◆ TEXT BLOCK:
----
Getting All the Benefits from DevOps
“Who would you include in efforts to create processes and policies for delivering applications in a DevOps environment?” —via SurveyMonkey
“If you want all the benefits from DevOps, it has to be everyone in the organization,” Gotimer said. “But ‘everyone’ never seems to be an option when starting out, and probably wouldn't work out even if it was.”
He recommends starting with incremental change and deciding what part of your process is the biggest, most obvious, or most frustrating roadblock. Then figure out who is in charge of that factor and see if you can help them make it less of a roadblock.
By the time that roadblock is removed, you’ll have an ally or group of allies who can help you tackle the next roadblock and evangelize the benefits of DevOps.
DevOps without Agile?
----
◆ DATA SECTION:
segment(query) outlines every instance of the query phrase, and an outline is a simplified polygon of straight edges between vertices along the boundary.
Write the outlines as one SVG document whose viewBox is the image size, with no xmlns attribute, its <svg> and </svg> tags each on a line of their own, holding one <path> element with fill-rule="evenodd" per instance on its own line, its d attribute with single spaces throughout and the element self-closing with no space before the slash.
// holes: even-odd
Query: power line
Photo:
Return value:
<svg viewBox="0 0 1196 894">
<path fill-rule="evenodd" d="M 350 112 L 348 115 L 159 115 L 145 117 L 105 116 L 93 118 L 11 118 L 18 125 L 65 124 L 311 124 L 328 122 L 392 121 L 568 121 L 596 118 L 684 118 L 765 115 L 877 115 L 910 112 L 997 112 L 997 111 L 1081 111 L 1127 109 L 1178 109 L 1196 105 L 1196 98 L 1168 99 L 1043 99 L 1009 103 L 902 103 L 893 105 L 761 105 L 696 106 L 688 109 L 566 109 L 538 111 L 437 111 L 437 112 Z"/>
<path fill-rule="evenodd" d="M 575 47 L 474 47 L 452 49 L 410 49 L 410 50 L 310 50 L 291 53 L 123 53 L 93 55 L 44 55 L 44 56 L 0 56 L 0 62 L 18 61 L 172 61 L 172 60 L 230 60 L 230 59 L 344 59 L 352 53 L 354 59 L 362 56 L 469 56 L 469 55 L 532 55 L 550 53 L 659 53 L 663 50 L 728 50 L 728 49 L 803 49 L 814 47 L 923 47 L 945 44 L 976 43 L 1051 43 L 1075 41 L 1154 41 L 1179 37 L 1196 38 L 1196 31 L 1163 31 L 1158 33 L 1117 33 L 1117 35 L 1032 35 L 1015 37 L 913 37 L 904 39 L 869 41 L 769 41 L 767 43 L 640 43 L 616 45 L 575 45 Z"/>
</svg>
----
◆ TASK 1:
Please list each word or phrase the DevOps text uses to describe the roadblock to tackle first.
◆ TASK 2:
Write the next part of the DevOps text, starting after its final line.

◆ RESPONSE 1:
biggest
most obvious
most frustrating

◆ RESPONSE 2:
“Can you start DevOps without being agile?” —@Owen
Sure, Gotimer said, “as long as you set expectations that a) it will be a little slower, and b) that is because you will be adopting agile practices and culture at the same time that you are starting with DevOps.”
DevOps and agile aren't separate. The same principles of agile from the Agile Manifesto show up throughout DevOps.
Gotimer said the key to transitioning to an agile or a DevOps environment is to understand that you are changing culture. Tools and automation will help and practices will keep you disciplined and focused, but unless you change the culture to be more in line with agile principles, you won't get far with either agile or DevOps adoption.
Requirements for CI/CD
“What do you do when your company is talking CI/CD when they don't even have use cases/requirements covering much of your company's architecture?” —@Jeanette Kreutner
Gotimer said the requirements and use cases do exist, but maybe they aren't written down formally—or at all.
“You can almost always tell that someone has a good feel for some things the systems should do or maybe shouldn't do,” he said.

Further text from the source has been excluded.